→ **Description of the task**: Repeat exactly, and only, the lines from the one holding "If you could tag the balcony" through the last line of the records below.

Point annotation dataset records
○ ○ ○ ○ ○

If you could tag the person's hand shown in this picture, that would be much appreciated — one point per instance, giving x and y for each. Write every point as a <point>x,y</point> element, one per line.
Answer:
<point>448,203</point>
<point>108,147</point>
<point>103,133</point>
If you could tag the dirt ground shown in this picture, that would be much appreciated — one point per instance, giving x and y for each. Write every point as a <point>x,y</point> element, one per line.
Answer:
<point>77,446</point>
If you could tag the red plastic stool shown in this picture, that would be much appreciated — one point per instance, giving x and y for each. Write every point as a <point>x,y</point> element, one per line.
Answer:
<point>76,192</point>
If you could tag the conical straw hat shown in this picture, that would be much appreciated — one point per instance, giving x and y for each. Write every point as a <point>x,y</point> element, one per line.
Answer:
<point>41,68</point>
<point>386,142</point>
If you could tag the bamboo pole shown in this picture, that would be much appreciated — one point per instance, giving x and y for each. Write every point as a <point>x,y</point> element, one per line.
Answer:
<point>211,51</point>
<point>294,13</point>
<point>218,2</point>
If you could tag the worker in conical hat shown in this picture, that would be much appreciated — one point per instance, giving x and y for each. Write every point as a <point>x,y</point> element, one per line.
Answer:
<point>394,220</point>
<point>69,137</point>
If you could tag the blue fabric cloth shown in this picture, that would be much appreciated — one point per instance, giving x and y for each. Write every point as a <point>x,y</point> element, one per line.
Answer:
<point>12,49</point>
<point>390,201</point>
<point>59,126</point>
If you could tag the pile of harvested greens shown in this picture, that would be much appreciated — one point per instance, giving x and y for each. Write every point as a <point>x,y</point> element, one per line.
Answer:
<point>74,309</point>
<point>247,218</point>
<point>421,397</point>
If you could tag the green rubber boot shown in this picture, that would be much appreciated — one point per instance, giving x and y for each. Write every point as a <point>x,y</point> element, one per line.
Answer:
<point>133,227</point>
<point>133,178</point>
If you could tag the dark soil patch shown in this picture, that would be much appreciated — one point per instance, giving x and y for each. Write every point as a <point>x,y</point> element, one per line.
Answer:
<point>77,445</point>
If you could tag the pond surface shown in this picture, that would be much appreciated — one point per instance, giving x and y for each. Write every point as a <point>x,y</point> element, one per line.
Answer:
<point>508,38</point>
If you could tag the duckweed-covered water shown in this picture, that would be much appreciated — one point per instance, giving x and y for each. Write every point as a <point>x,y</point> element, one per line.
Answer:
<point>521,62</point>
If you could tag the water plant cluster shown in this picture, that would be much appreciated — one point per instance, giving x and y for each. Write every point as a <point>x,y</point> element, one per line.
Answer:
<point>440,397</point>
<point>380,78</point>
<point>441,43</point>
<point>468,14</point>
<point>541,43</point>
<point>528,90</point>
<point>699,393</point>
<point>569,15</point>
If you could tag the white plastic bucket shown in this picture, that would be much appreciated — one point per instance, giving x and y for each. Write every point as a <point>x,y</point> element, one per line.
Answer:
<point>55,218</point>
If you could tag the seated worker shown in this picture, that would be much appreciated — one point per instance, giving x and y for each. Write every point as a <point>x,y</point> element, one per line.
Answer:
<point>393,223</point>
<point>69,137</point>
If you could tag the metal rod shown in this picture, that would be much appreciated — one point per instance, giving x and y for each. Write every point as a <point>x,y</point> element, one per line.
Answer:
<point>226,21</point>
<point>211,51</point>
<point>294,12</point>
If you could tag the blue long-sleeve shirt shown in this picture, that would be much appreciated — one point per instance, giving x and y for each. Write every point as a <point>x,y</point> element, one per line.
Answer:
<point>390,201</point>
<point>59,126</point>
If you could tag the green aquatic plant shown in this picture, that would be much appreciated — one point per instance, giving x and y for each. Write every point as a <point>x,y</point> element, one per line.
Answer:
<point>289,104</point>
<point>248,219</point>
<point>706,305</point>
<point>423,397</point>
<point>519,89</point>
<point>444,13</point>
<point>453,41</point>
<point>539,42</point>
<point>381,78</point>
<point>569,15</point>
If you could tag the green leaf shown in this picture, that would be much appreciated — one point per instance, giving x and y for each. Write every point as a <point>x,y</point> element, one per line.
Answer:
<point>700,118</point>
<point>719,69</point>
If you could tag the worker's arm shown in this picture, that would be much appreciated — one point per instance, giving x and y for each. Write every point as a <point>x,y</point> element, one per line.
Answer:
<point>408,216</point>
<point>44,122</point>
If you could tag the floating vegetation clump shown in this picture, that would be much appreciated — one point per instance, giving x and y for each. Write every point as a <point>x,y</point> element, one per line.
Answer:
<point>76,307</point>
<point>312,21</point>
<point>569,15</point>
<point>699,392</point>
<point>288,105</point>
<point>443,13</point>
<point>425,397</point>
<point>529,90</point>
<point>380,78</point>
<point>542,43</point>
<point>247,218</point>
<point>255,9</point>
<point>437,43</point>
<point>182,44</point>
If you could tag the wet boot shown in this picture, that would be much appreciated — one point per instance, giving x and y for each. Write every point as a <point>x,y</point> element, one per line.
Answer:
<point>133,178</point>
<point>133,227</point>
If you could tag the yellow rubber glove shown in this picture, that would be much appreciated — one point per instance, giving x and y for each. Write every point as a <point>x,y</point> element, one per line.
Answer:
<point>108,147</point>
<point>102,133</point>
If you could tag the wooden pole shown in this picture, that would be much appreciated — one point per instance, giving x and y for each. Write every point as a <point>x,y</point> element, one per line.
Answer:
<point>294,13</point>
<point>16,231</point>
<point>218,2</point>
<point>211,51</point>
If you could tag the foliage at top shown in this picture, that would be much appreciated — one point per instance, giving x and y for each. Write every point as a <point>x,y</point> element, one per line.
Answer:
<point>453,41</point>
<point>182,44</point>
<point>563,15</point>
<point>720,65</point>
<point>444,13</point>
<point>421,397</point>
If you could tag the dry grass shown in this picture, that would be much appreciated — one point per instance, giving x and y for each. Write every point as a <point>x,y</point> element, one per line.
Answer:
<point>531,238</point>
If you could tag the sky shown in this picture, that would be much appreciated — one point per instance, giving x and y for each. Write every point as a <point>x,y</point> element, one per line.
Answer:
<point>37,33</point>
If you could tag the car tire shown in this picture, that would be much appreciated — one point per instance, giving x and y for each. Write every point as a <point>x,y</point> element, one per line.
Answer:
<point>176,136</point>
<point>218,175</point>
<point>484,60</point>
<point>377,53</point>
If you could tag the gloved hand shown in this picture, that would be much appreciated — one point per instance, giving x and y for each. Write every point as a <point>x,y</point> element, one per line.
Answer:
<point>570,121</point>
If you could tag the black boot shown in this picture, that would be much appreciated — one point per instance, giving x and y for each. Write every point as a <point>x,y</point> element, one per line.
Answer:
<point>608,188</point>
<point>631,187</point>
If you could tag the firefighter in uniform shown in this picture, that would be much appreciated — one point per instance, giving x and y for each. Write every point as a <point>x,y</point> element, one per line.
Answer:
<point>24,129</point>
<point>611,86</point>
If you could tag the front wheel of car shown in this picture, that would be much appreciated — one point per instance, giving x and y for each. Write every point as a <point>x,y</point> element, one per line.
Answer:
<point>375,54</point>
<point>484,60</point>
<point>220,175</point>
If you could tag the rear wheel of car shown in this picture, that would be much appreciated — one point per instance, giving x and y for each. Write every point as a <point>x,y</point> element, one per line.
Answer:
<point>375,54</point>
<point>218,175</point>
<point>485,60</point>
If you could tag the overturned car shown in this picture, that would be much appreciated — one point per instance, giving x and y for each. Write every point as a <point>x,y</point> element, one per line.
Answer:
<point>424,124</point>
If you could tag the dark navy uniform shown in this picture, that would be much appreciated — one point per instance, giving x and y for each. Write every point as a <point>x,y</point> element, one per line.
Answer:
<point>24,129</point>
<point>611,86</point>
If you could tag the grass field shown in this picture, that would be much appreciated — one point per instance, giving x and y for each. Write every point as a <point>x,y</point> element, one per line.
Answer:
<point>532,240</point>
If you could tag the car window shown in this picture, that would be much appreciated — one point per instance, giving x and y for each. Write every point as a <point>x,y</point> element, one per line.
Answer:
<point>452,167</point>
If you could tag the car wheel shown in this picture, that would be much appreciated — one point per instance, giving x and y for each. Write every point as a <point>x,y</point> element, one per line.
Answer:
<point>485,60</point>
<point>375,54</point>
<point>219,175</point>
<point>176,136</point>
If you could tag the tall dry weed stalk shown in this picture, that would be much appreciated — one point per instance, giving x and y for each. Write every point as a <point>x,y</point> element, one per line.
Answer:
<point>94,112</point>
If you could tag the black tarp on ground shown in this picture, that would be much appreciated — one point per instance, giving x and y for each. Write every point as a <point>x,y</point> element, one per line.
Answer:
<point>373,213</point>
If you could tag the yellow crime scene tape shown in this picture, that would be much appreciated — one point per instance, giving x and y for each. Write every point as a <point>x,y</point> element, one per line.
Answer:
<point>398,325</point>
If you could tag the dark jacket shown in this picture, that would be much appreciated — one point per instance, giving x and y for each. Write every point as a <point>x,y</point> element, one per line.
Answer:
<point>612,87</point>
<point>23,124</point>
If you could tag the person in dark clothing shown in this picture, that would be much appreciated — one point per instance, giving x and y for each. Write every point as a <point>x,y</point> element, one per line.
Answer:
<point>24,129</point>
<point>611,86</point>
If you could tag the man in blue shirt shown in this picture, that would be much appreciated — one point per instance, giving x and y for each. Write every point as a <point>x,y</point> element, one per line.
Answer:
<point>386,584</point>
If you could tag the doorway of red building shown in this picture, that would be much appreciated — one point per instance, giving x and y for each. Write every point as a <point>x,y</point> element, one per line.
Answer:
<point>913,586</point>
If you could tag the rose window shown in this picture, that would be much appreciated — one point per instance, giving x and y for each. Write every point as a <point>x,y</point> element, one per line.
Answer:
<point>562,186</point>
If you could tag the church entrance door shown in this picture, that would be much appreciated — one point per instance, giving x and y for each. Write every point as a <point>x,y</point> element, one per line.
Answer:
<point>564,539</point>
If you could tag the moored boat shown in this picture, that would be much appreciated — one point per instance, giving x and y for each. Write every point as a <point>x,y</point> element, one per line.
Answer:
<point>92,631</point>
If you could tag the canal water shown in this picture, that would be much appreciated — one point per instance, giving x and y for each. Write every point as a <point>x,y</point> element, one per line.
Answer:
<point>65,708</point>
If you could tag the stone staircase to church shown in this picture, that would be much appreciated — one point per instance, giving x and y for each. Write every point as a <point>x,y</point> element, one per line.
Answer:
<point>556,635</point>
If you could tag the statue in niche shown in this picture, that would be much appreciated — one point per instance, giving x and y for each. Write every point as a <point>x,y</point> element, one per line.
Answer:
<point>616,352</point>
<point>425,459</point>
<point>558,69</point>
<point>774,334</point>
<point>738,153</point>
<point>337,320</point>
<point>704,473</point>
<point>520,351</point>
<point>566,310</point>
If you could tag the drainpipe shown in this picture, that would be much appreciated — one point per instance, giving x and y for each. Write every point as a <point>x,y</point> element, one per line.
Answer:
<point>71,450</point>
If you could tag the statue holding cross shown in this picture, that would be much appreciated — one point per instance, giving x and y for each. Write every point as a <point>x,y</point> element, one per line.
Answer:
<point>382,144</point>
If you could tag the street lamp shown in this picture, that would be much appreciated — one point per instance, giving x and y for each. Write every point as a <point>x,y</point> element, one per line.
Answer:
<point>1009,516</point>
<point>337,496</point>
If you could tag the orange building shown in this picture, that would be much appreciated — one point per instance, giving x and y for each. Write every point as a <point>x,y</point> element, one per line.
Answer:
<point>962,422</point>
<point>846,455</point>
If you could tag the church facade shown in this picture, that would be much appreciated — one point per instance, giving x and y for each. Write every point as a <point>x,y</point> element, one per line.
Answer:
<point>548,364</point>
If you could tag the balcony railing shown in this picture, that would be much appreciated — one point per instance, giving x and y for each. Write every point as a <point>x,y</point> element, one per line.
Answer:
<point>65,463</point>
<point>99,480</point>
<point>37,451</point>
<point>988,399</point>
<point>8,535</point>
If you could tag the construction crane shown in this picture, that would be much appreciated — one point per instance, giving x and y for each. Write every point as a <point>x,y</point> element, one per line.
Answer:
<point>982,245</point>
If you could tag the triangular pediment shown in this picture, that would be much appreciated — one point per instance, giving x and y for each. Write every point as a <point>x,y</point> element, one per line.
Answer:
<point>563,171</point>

○ ○ ○ ○ ○

→ **Output below**:
If you could tag the balcony railing shown in this picture, that would be much appreciated — one point per instance, giving x and y for each. Write every point as a <point>x,y</point> element, one per line.
Answer:
<point>65,463</point>
<point>99,480</point>
<point>37,451</point>
<point>988,399</point>
<point>8,535</point>
If you could tag the construction crane shown in this picture, that would be much appreciated — one point per instance, giving x and y for each. Write every point as a <point>x,y</point> element, one per line.
Answer:
<point>982,245</point>
If you could tag the triangular pediment shown in this picture, that would be much appreciated — one point per instance, giving x and y for each. Write every point as a <point>x,y</point> element, one per line.
Answer:
<point>563,171</point>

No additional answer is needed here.